ENTRIES SHOWN START

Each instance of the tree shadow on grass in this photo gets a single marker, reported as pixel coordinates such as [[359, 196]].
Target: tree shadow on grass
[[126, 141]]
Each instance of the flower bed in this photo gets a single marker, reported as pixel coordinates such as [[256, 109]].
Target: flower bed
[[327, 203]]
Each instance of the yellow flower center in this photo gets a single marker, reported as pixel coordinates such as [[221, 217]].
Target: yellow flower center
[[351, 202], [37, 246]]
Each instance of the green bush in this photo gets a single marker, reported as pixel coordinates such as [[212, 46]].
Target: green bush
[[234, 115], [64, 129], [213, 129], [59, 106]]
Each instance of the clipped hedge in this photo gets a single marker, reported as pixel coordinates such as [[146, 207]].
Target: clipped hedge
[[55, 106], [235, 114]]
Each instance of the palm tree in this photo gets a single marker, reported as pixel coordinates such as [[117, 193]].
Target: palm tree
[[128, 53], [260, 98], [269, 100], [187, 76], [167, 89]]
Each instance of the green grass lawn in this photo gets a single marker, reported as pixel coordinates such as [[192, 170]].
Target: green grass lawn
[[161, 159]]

ENTRIES SHOWN END

ACTIVITY: Show each line of the material above where "pixel" occurs.

RESULT:
Each instance of the tree shadow on grass in this photo gets a single marker, reported as pixel coordinates such as [[359, 196]].
Each instance of the flower bed in this photo gets a single marker, reported as pixel coordinates such as [[256, 109]].
Each instance of the yellow flower center in this photo gets a single marker, reported as pixel coordinates such as [[221, 217]].
Each instance of the green bush in this photo gets a single marker, reported as pixel coordinates such as [[212, 46]].
Each instance of the clipped hedge in this photo gets a single marker, reported as pixel coordinates such as [[146, 207]].
Each instance of the palm tree in this photo gets a single marker, reported as pixel coordinates such as [[117, 193]].
Each instance of the green grass lawn in this photo gets a single marker, reported as pixel coordinates such as [[192, 170]].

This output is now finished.